Action item> Reproduce every line of the material below verbatim, from the first line through the last.

BEGIN Provided information

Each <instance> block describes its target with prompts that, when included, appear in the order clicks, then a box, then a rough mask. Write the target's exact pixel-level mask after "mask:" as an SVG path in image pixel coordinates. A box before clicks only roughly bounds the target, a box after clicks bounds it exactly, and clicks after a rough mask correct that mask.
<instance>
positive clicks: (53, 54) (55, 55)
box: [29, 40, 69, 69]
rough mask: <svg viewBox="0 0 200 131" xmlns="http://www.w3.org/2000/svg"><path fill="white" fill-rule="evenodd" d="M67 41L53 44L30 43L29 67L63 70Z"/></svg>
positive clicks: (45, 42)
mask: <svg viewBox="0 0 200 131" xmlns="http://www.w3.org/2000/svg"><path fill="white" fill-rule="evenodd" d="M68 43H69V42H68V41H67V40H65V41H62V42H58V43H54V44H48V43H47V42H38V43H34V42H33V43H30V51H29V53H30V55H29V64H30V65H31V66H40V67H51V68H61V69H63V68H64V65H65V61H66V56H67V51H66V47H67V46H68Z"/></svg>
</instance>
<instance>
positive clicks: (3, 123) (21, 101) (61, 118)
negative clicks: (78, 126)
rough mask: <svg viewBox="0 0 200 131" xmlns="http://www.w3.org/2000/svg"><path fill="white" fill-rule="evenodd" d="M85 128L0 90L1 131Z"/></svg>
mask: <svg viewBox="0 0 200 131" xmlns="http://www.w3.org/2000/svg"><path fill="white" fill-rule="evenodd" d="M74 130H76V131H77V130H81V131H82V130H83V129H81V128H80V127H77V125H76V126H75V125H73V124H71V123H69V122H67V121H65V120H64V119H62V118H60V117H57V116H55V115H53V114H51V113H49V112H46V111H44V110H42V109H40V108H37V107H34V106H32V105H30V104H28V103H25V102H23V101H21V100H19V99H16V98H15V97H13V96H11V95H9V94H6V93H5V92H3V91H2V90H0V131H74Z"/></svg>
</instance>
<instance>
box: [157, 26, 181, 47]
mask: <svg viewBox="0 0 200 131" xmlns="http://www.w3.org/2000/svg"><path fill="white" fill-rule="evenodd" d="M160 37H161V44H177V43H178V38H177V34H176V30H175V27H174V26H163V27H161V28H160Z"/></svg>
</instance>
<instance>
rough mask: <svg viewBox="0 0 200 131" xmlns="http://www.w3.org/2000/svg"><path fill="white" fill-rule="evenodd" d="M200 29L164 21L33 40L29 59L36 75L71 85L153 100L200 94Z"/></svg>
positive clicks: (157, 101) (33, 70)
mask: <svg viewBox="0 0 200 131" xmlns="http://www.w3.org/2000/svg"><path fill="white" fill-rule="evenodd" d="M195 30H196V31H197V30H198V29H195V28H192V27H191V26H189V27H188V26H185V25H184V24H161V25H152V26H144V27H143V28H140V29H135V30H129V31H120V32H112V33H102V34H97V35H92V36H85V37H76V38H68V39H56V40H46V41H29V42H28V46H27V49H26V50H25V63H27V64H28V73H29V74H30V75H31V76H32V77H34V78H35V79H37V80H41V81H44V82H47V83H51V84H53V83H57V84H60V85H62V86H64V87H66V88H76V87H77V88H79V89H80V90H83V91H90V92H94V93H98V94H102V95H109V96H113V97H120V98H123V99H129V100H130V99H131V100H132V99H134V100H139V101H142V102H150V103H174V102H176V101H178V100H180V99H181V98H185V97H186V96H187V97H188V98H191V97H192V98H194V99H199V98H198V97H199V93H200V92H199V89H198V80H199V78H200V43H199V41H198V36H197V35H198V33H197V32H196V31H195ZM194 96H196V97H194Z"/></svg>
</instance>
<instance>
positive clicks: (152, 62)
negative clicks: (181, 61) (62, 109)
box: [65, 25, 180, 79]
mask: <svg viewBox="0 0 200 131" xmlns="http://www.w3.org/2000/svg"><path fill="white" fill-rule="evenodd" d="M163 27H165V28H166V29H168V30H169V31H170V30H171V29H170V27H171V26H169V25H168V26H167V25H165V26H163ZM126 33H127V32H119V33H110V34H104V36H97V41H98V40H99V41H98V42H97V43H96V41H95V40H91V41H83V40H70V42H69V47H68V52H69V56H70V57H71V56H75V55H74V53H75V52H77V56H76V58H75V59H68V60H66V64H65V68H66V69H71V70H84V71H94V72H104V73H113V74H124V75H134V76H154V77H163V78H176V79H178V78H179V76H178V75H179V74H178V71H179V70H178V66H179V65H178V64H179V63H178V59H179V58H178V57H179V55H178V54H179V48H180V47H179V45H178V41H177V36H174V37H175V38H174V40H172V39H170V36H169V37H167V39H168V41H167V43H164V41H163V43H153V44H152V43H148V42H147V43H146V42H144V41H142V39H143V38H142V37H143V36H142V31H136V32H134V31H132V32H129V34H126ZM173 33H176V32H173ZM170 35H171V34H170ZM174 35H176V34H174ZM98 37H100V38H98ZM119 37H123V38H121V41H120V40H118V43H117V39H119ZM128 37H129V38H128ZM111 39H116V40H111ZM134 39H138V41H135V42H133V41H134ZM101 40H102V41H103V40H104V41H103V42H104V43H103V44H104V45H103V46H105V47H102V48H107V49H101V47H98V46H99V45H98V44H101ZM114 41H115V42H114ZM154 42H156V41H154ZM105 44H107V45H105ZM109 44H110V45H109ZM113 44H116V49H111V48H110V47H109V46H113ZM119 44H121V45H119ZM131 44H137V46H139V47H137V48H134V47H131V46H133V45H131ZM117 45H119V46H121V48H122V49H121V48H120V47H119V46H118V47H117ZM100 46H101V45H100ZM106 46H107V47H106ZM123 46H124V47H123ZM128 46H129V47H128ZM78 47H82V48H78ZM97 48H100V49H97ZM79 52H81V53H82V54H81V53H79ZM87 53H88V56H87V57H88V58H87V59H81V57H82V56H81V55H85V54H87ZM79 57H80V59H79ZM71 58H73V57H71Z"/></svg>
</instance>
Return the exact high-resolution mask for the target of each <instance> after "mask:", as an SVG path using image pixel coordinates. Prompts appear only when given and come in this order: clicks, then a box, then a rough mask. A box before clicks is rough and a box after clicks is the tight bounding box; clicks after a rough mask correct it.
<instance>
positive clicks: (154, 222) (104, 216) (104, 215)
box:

END Provided information

Response to this task>
Each <instance> block describes its target with prompts that, when included, appear in the order clicks, then a box, then a rough mask. Write the target's exact pixel-level mask after "mask:" as an SVG path in image pixel coordinates. A box before clicks only roughly bounds the target, a box after clicks bounds it exactly, and clicks after a rough mask correct that mask.
<instance>
positive clicks: (53, 54) (55, 55)
box: [29, 40, 69, 69]
rough mask: <svg viewBox="0 0 200 131" xmlns="http://www.w3.org/2000/svg"><path fill="white" fill-rule="evenodd" d="M67 41L53 44L30 43L29 67L63 70Z"/></svg>
positive clicks: (45, 42)
mask: <svg viewBox="0 0 200 131" xmlns="http://www.w3.org/2000/svg"><path fill="white" fill-rule="evenodd" d="M68 43H69V42H68V41H67V40H65V41H62V42H58V43H54V44H48V43H47V42H38V43H34V42H33V43H30V51H29V53H30V55H29V64H30V65H31V66H40V67H51V68H61V69H63V68H64V65H65V61H66V56H67V51H66V47H67V46H68Z"/></svg>
</instance>
<instance>
positive clicks: (3, 123) (21, 101) (61, 118)
negative clicks: (78, 126)
rough mask: <svg viewBox="0 0 200 131" xmlns="http://www.w3.org/2000/svg"><path fill="white" fill-rule="evenodd" d="M85 128L0 90L1 131Z"/></svg>
mask: <svg viewBox="0 0 200 131" xmlns="http://www.w3.org/2000/svg"><path fill="white" fill-rule="evenodd" d="M74 130H76V131H77V130H81V131H82V130H83V129H81V128H80V127H77V125H76V126H75V125H73V124H71V123H69V122H67V121H65V120H64V119H62V118H60V117H57V116H55V115H53V114H51V113H49V112H46V111H44V110H42V109H40V108H37V107H34V106H32V105H30V104H28V103H25V102H23V101H21V100H19V99H16V98H15V97H13V96H11V95H9V94H6V93H5V92H3V91H2V90H0V131H74Z"/></svg>
</instance>
<instance>
box: [157, 26, 181, 47]
mask: <svg viewBox="0 0 200 131" xmlns="http://www.w3.org/2000/svg"><path fill="white" fill-rule="evenodd" d="M160 37H161V44H177V43H178V38H177V34H176V30H175V27H174V26H163V27H161V28H160Z"/></svg>
</instance>
<instance>
rough mask: <svg viewBox="0 0 200 131" xmlns="http://www.w3.org/2000/svg"><path fill="white" fill-rule="evenodd" d="M200 29L164 21L33 40L29 59L36 75L71 85L153 100L200 94Z"/></svg>
positive clicks: (157, 101) (33, 70)
mask: <svg viewBox="0 0 200 131" xmlns="http://www.w3.org/2000/svg"><path fill="white" fill-rule="evenodd" d="M195 30H196V31H197V30H198V29H195V28H192V27H191V26H189V27H188V26H185V25H184V24H161V25H152V26H144V27H143V28H140V29H135V30H129V31H120V32H112V33H102V34H97V35H92V36H85V37H76V38H68V39H56V40H46V41H29V42H28V46H27V49H26V50H25V63H27V64H28V73H29V74H30V75H31V76H32V77H34V78H35V79H37V80H41V81H44V82H47V83H51V84H53V83H57V84H60V85H62V86H64V87H66V88H76V87H77V88H79V89H80V90H83V91H90V92H94V93H98V94H102V95H109V96H113V97H120V98H123V99H129V100H130V99H131V100H132V99H134V100H139V101H142V102H150V103H174V102H176V101H178V100H180V99H181V98H185V97H186V96H187V97H188V98H191V97H192V98H194V99H199V98H198V97H199V93H200V92H199V89H198V80H199V78H200V43H199V41H198V36H197V35H198V33H197V32H196V31H195ZM194 96H196V97H194Z"/></svg>
</instance>
<instance>
positive clicks: (152, 62)
negative clicks: (181, 61) (62, 109)
box: [65, 25, 180, 79]
mask: <svg viewBox="0 0 200 131" xmlns="http://www.w3.org/2000/svg"><path fill="white" fill-rule="evenodd" d="M163 27H165V28H166V29H168V30H169V31H170V30H171V29H170V27H171V26H169V25H168V26H167V25H165V26H163ZM126 33H127V32H119V33H110V34H104V36H97V41H98V40H99V41H98V42H97V43H96V41H95V40H91V41H83V40H70V42H69V47H68V52H69V56H70V57H71V56H75V55H74V53H75V52H77V56H76V58H75V59H68V60H66V64H65V68H66V69H71V70H84V71H94V72H104V73H113V74H124V75H134V76H154V77H163V78H176V79H178V78H179V76H178V75H179V74H178V71H179V70H178V66H179V65H178V64H179V63H178V59H179V58H178V57H179V55H178V54H179V48H180V47H179V45H178V41H177V36H174V37H175V38H174V40H172V39H170V36H169V37H167V39H168V41H167V43H164V41H163V43H153V44H152V43H148V42H147V43H146V42H144V41H142V39H143V38H142V37H143V36H142V31H136V32H134V31H132V32H129V34H126ZM173 33H176V32H173ZM170 35H171V34H170ZM174 35H176V34H174ZM98 37H100V38H98ZM119 37H123V38H121V41H120V40H118V43H117V39H119ZM128 37H129V38H128ZM111 39H116V40H111ZM134 39H138V41H135V42H133V41H134ZM101 40H102V41H103V40H104V41H103V42H104V43H103V44H104V45H103V46H105V47H102V48H107V49H101V47H98V46H99V45H98V44H101ZM114 41H115V42H114ZM154 42H156V41H154ZM105 44H107V45H105ZM109 44H110V45H109ZM113 44H116V49H111V48H110V47H109V46H113ZM119 44H121V45H119ZM131 44H137V46H139V47H137V48H134V47H131V46H133V45H131ZM117 45H119V46H121V48H122V49H121V48H120V47H119V46H118V47H117ZM100 46H101V45H100ZM106 46H107V47H106ZM123 46H124V47H123ZM128 46H129V47H128ZM78 47H82V48H78ZM97 48H100V49H97ZM79 52H81V53H82V54H81V53H79ZM87 53H88V56H87V57H88V58H87V59H81V57H82V56H81V55H85V54H87ZM79 57H80V59H79ZM71 58H73V57H71Z"/></svg>
</instance>
Return the exact high-resolution mask for the target of each <instance> after "mask:", as an SVG path using image pixel coordinates. Prompts appear only when given and come in this order: clicks, then a box, then a rough mask. A box before clicks is rough and a box after clicks is the tight bounding box; clicks after a rough mask correct it.
<instance>
positive clicks: (154, 222) (104, 216) (104, 215)
box:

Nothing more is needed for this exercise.